OBJECTIVE —
Rewrite all of the records below, switching "dropping" to "placing" wherever it occurs and changing nothing else. Omit the pictures from your answer.

[Coordinate annotation records]
•••••

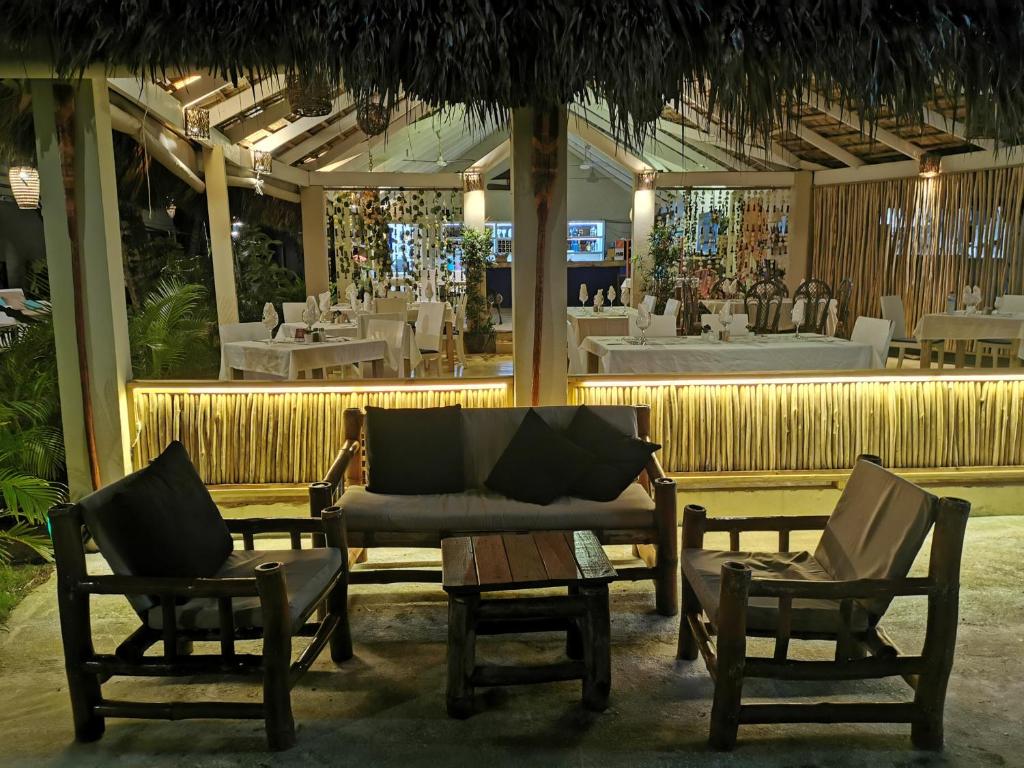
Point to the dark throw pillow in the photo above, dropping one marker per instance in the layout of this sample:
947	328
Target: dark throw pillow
161	520
617	461
412	451
539	465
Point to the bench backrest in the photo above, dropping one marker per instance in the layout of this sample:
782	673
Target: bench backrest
487	431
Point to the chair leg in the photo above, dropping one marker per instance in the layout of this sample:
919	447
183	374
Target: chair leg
276	655
731	655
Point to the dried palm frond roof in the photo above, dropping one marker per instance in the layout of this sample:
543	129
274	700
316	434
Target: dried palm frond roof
752	60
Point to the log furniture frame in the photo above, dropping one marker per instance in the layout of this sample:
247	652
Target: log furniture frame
88	670
474	565
656	546
859	655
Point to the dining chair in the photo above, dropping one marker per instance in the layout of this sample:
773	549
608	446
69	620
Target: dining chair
892	309
292	310
876	333
241	332
764	305
816	293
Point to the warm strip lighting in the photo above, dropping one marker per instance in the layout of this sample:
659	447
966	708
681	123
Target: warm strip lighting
810	379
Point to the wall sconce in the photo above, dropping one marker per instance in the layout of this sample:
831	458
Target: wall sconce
262	162
197	122
25	185
931	165
472	181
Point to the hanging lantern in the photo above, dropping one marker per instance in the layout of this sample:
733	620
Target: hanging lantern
197	122
309	97
262	162
25	184
372	117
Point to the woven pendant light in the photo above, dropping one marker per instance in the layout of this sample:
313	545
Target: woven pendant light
25	185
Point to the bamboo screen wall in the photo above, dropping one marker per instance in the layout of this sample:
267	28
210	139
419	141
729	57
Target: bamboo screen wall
253	434
818	425
921	239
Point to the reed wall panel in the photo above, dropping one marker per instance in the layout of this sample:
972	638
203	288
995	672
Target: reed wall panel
921	239
249	435
808	425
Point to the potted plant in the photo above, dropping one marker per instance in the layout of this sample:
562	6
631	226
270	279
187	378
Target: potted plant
475	254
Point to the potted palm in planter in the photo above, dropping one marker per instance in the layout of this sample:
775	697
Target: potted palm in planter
475	254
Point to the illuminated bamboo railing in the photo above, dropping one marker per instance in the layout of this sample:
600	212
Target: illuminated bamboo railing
819	422
268	432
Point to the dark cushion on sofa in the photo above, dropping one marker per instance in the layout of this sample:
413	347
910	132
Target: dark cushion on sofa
160	521
617	461
415	451
539	465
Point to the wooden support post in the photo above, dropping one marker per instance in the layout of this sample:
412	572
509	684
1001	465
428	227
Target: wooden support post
220	235
693	522
731	655
940	633
76	627
337	601
539	271
596	647
667	518
276	655
312	202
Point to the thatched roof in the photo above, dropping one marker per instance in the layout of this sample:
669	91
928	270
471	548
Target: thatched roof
750	61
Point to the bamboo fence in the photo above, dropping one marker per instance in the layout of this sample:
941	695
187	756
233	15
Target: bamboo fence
922	239
916	423
269	436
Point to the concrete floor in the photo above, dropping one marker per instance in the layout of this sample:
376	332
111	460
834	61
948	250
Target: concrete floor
386	706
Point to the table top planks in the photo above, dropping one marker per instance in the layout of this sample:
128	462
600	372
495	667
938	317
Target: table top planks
504	561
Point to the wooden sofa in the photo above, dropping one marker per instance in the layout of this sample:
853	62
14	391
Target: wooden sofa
644	515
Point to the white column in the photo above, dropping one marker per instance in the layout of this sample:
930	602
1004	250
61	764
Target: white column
539	274
313	204
92	346
220	235
801	218
643	222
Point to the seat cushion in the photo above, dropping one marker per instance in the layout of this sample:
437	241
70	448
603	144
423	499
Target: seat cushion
307	573
480	511
159	521
619	458
415	451
704	571
539	465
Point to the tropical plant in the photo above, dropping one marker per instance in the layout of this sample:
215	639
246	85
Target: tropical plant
475	254
260	278
662	263
171	332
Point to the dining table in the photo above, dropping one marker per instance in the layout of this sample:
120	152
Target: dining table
963	327
624	354
301	359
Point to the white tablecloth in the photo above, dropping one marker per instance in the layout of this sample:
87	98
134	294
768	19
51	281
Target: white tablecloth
332	330
615	354
289	358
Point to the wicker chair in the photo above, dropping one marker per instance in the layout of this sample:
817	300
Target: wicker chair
764	305
817	294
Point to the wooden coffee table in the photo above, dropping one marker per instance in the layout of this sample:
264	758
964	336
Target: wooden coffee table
473	565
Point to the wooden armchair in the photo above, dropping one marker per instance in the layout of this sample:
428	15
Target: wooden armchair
838	594
268	595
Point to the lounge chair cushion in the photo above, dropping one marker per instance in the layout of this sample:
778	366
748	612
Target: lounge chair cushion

•••••

FULL SOLUTION —
Point to the dark throw pillow in the photo above, placing one marker per instance in the layout of this sample:
947	328
Target: dark throw pillow
161	520
617	461
412	451
539	465
Point to the bench backrest in the photo above, placing one marker per instance in the layout of this sample:
782	673
Target: bench backrest
487	431
Point to the chair leg in the photo above, placing one marker per instance in the layout of this sample:
919	447
183	374
Target: chair leg
276	655
731	655
Point to the dried palm frond roof in the photo above, placing one marker per instance in the layout of this sample:
543	129
274	700
316	434
Target: dried palm frond roof
752	60
Point to the log furniture frame in the photo above, placing one marker per instance in the layout of this sample:
247	652
Target: log furniture frame
88	670
474	565
656	546
859	655
Point to the dining chair in the photo above, placing one marker per instance in the layout of this sample:
773	549
608	446
69	620
Target: dining chair
892	309
292	310
876	333
241	332
764	305
816	293
Point to the warm strip lighting in the photo above, placing one marker per instance in the layout of this sample:
659	447
966	708
681	123
Target: warm strip lighting
810	379
Point to the wall sconce in the photo above, placing one marker per instance in the layout of this sample:
831	458
Target: wall sconce
262	162
197	122
25	185
931	165
472	181
Point to the hanging lantern in the photo above, placing one marker per instance in the layout of this sample:
733	620
Target: hanging lantern
197	122
309	97
262	162
25	184
372	117
Point to the woven pendant light in the photo above, placing one marker per instance in the layout of this sample:
313	545
Target: woven pendant light
25	185
Point to the bamboo screen wall in the photo above, placing one marker per instance in the layout of this sample:
267	28
210	139
419	141
729	57
Target: bamboo screen wall
253	434
818	425
921	239
Point to the reed wall panel in the photo above, placing one marker per instance in the layout of this sample:
972	638
203	288
995	672
Target: reed wall panel
921	239
249	435
808	425
Point to the potted plant in the photo above, placing one marker per instance in the layout of this sample:
562	6
631	226
270	279
187	378
Target: potted plant
475	254
Point to the potted palm in planter in the photo above, placing one marker per instance in the layout of this sample:
775	697
Target: potted palm in planter
475	254
Point to the illuminated bamboo railing in the photo above, placing one marker per instance in the layout of this sample:
600	212
Target: illuminated bamboo railing
819	422
268	432
Point to the dark cushion on sofa in the photo above, placing one marker per instance in the layout of this sample:
413	347
910	132
Target: dark cushion on sofa
160	521
617	461
415	451
539	465
Point to the wooden support post in the photo above, placing one marker per instance in the layout of this sample:
412	572
509	684
1001	465
428	227
Target: wooden support post
220	235
693	522
731	655
940	633
76	627
337	601
539	271
596	647
667	518
276	655
312	202
Point to the thatched roof in the photo above, placing one marker per instance in the layout of this sample:
669	91
928	270
471	548
Target: thatched roof
750	61
Point to the bamboo fence in the photo above, placing one marker per instance in the layout of this sample:
941	695
187	756
233	15
Target: bamboo fence
922	239
916	423
269	436
Point to the concrete floor in the photo above, placing one marker per instance in the layout of this sample:
376	332
111	460
834	61
948	250
Target: concrete floor
386	706
Point to the table top planks in the photo above, placing one marker per instance in the layout of this sample:
128	462
600	372
495	667
938	317
Target: table top planks
504	561
Point to the wooden sofa in the photo above, placing one marker per instance in the layout of this sample:
853	62
14	391
Target: wooden sofa
644	515
Point to the white column in the photo above, placing one marker per instance in the layout of this sample:
930	602
1004	250
61	764
Target: white column
539	274
313	204
92	346
220	235
801	218
643	222
Point to the seat cushion in the photo above, placing one marker per instance in the layout of this sample:
437	241
70	448
603	144
423	499
Target: seat cushion
307	573
480	511
159	521
619	458
415	451
704	571
539	465
Point to the tropical plant in the photo above, placing one marker per instance in the layout of this sample:
215	639
246	85
Target: tropical plant
475	254
260	278
662	263
171	332
Point to the dining table in the photo above, placing one marker per instance in the layout of this sample:
120	152
Target: dining table
963	327
624	354
301	359
Point to the white tablecloth in the photo above, placing one marker per instance in the layout of this sample:
87	98
134	294
768	19
51	281
Target: white tablecloth
332	330
615	354
289	358
Point to the wicker chair in the photo above, placing one marker per instance in the layout of this sample:
817	300
Target: wicker chair
764	305
817	294
Point to the wooden coffee table in the photo above, placing one marker per instance in the layout of this sample:
264	758
964	336
Target: wooden coffee table
473	565
Point to the wooden armchair in the photo above, placing one marker per instance in the layout of this sample:
428	15
Target: wooden armchair
838	594
268	595
Point to the lounge chair cushion in the photo above, placing one marker per instance in the layout of this sample:
778	366
748	612
Target: lounge chair cushion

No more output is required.